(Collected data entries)
------------------------------

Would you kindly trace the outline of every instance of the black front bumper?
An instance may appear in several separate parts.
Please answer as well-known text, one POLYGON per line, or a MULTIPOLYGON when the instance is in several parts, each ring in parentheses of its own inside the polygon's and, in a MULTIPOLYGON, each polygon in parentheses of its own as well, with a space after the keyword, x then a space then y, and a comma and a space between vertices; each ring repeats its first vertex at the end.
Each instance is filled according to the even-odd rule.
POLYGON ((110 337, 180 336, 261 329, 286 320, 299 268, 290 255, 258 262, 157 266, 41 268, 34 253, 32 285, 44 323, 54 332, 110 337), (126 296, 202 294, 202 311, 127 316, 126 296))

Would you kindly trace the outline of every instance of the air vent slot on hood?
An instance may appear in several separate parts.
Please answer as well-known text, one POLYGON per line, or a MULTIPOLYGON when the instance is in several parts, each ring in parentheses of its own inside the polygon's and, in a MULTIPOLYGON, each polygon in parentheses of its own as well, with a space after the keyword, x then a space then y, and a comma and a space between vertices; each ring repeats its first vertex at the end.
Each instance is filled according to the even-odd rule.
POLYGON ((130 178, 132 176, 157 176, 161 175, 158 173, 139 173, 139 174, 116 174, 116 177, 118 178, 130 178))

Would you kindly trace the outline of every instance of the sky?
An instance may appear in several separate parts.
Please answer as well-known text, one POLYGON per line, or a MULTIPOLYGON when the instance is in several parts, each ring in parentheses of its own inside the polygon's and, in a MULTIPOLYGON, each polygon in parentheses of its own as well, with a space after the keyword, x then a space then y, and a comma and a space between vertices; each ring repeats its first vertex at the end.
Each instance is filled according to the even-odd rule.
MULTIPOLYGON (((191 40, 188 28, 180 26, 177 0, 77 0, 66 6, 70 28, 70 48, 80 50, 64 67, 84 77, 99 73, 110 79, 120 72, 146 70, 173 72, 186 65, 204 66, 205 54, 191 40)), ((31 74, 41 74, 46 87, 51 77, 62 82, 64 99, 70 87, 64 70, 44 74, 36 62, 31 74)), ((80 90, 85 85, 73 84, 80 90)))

------------------------------

__Directions__: Convert the part above that opens with the line containing "slot on hood?" and closes with the line containing "POLYGON ((130 178, 132" into a JSON list of strings, one string per line, omitting blank lines.

__Answer to this task__:
[
  "Would you kindly trace the outline of every instance of the air vent slot on hood?",
  "An instance may appear in several separate parts.",
  "Please answer as well-known text, one POLYGON per line, or a MULTIPOLYGON when the instance is in several parts, each ring in parentheses of its own inside the polygon's and, in a MULTIPOLYGON, each polygon in parentheses of its own as well, with a space after the keyword, x then a space then y, and a comma and a space between vertices; each ring repeats its first vertex at the end.",
  "Each instance is filled according to the even-odd rule.",
  "POLYGON ((130 178, 132 176, 157 176, 161 175, 158 173, 139 173, 139 174, 116 174, 116 177, 118 178, 130 178))"
]